> [Задание a]: Оформи строки списка, который идёт после отрывка, как JSON-массив строк: каждая строка списка становится отдельной строкой массива, пустые строки пропусти.

> [Выбранный отрывок]:
Другой раз, когда «ходоки» пришли, я говорю: «Несите, ребята, молока ему, тогда покажу». Молока наносили, батюшки!.. Не за один сеанс, конечно. Я стал сливки снимать, сметану организовал… излишки в подполье спускал или коллегам относил, творог отбрасывать научился, чуть было масло сбивать не приноровился, но тут Владимир Семенович пресек мое хозяйское усердие. «Кончай, – говорит, – Золотухин, молочную ферму разводить. Заставил весь дом горшками, не пройдешь… Куда нам столько? Вези на базар в выходной день». Он-то не знал, что я им приторговываю помаленьку. И тут я подумал: а не дешевлю ли я с молоком-то?… А не брать ли за него чего… покрепче? Самогон, к примеру… Мне ведь бабки не продавали, я ведь милицейскую форму-то не снимал ни днем ни ночью. Ну, на самогон-то я, конечно, деньги сам давал, лишь бы нашли-принесли, что они и делали охотно… лишь бы поглядеть на живого. «Прости ты меня, Владимир Семенович, грешен был, грешен и остался, винюсь, каюсь… Но сколько бы и чего кому теперь сам не дал, чтоб на тебя на живого одним глазком взглянуть… Ну, да свидимся, куда денемся, теперь уже, конечно, там, где всем места хватит, где аншлагов не бывает, как на твоих спектаклях бывало…»

Записи из источника данных:
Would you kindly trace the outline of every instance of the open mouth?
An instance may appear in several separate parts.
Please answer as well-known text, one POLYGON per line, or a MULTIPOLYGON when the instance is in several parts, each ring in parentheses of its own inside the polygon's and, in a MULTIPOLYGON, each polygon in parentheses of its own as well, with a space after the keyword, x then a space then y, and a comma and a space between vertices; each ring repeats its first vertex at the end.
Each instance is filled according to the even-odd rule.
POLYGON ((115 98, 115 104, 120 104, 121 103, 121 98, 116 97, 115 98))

> [Задание b]: Что, судя по отрывку, Владимир Семенович предложил сделать с молоком?

> [Готовый ответ a]:
[
  "Would you kindly trace the outline of every instance of the open mouth?",
  "An instance may appear in several separate parts.",
  "Please answer as well-known text, one POLYGON per line, or a MULTIPOLYGON when the instance is in several parts, each ring in parentheses of its own inside the polygon's and, in a MULTIPOLYGON, each polygon in parentheses of its own as well, with a space after the keyword, x then a space then y, and a comma and a space between vertices; each ring repeats its first vertex at the end.",
  "Each instance is filled according to the even-odd rule.",
  "POLYGON ((115 98, 115 104, 120 104, 121 103, 121 98, 116 97, 115 98))"
]

> [Готовый ответ b]: Везти его на базар в выходной день.